[START OF Record excerpts]

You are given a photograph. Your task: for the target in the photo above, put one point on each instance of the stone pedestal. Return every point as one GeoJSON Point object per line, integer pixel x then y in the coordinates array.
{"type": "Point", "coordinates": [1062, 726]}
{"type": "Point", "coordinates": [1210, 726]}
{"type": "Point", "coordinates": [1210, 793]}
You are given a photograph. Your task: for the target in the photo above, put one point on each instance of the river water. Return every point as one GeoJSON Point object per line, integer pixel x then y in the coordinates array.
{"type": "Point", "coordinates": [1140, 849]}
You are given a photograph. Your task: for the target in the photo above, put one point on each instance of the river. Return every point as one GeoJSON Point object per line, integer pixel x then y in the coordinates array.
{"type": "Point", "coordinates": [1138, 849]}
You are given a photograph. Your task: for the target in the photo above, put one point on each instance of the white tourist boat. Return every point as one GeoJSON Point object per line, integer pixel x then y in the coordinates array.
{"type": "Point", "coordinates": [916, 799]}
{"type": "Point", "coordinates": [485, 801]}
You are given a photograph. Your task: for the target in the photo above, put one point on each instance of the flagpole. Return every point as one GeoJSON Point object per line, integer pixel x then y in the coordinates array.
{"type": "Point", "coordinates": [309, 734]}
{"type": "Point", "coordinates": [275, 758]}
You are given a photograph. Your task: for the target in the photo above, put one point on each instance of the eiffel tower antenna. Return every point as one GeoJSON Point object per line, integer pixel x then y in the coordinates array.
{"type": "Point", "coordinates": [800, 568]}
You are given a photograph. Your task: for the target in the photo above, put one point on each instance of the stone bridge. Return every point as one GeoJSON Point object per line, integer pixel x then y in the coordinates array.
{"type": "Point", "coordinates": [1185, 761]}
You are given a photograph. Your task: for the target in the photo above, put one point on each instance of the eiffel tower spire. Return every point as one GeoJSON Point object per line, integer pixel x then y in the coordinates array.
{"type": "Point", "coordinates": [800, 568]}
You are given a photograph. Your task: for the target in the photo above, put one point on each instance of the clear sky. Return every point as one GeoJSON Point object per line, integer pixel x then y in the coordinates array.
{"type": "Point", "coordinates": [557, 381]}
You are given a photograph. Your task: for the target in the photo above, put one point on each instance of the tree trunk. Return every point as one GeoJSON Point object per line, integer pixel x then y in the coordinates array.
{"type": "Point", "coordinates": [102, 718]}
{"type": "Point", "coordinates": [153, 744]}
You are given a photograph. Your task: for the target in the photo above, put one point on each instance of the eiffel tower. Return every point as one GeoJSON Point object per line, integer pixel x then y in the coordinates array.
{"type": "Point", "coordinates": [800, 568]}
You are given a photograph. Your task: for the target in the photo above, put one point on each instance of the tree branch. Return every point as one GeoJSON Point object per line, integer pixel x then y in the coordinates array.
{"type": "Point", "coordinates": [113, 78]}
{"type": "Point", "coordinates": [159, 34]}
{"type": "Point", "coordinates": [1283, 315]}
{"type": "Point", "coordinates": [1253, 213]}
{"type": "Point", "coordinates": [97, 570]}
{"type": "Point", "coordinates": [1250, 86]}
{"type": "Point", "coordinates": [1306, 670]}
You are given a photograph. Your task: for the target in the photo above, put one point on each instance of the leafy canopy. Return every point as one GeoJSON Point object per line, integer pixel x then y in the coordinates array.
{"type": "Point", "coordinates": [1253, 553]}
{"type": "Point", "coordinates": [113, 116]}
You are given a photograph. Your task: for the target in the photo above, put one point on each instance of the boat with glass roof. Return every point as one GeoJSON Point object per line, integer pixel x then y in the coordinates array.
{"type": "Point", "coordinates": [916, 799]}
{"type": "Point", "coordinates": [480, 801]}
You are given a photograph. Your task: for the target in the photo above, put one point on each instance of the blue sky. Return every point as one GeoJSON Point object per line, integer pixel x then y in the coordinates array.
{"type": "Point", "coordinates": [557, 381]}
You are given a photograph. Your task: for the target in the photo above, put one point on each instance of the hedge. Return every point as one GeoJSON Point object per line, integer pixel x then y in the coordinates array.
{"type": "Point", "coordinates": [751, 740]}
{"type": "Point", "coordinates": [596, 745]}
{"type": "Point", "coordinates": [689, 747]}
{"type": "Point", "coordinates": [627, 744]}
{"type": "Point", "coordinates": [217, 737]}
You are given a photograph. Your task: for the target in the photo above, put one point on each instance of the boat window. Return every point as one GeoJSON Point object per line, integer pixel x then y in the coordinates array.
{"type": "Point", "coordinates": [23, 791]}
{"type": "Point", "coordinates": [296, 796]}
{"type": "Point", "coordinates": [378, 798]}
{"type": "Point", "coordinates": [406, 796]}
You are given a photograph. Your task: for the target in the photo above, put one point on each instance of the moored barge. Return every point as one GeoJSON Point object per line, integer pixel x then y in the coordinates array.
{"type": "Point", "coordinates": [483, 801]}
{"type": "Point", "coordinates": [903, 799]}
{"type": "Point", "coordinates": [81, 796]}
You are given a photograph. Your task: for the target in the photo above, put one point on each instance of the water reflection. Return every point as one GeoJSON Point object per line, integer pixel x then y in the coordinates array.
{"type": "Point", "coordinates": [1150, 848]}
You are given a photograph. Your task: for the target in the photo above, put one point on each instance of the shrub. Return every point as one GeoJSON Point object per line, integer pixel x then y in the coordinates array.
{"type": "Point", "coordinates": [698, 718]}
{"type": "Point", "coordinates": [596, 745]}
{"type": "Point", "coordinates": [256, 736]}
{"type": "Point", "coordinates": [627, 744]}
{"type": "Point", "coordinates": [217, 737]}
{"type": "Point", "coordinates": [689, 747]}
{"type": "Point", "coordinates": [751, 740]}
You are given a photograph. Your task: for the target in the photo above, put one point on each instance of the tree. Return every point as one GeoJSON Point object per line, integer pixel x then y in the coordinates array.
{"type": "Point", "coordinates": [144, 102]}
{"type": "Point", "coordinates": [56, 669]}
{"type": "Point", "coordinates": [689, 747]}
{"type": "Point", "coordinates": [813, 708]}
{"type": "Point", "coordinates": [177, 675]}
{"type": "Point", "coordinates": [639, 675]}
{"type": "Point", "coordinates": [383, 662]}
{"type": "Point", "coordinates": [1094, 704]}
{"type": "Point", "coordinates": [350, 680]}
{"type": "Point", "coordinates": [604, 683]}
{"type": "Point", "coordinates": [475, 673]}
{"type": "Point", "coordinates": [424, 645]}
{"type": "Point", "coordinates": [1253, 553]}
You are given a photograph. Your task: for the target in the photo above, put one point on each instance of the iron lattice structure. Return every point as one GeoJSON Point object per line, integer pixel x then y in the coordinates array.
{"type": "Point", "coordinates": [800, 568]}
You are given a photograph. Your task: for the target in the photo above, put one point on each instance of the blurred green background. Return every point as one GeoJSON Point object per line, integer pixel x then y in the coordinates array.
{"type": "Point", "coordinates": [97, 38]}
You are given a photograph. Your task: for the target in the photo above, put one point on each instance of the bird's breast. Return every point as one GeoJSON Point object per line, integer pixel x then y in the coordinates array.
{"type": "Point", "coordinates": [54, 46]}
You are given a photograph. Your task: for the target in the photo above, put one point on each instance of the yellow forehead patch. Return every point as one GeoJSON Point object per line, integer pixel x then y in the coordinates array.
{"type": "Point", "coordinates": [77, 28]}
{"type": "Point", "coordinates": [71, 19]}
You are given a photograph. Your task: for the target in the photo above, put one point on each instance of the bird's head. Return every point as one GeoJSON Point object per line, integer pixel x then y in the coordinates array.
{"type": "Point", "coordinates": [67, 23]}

[END OF Record excerpts]
[START OF Record excerpts]

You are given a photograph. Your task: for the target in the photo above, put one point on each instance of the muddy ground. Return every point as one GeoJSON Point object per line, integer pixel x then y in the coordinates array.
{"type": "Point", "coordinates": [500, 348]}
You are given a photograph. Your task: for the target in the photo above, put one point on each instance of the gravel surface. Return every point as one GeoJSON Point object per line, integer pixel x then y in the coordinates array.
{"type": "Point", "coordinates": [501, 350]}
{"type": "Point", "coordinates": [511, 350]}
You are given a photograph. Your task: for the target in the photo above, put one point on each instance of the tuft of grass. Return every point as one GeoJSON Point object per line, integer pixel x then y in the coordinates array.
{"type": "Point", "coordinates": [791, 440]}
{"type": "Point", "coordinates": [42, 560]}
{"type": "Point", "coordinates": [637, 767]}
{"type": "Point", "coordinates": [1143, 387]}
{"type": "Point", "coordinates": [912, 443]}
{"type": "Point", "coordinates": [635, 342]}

[END OF Record excerpts]

Job:
Report how many lines of the records above contain the word "with", taking case into account, and give only that number.

Correct output:
1